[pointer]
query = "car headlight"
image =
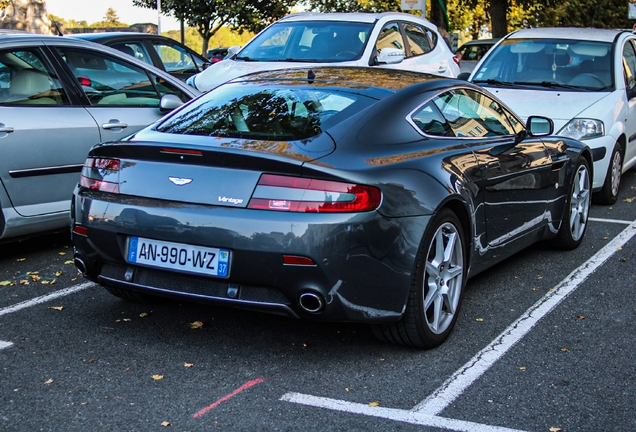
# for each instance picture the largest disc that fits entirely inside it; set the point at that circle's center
(583, 129)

-.-.-

Stated task —
Turn the rows above into a two-column CSV with the headers text and answer, one line for each row, with every field in quotes and line breaks replaced by spaces. Leave the pictures out.

The reply —
text,answer
"[pointer] query = ""car headlight"" image = # for each instance picture the largest disc that fits entirely inside it; set the point at that circle's center","(583, 129)"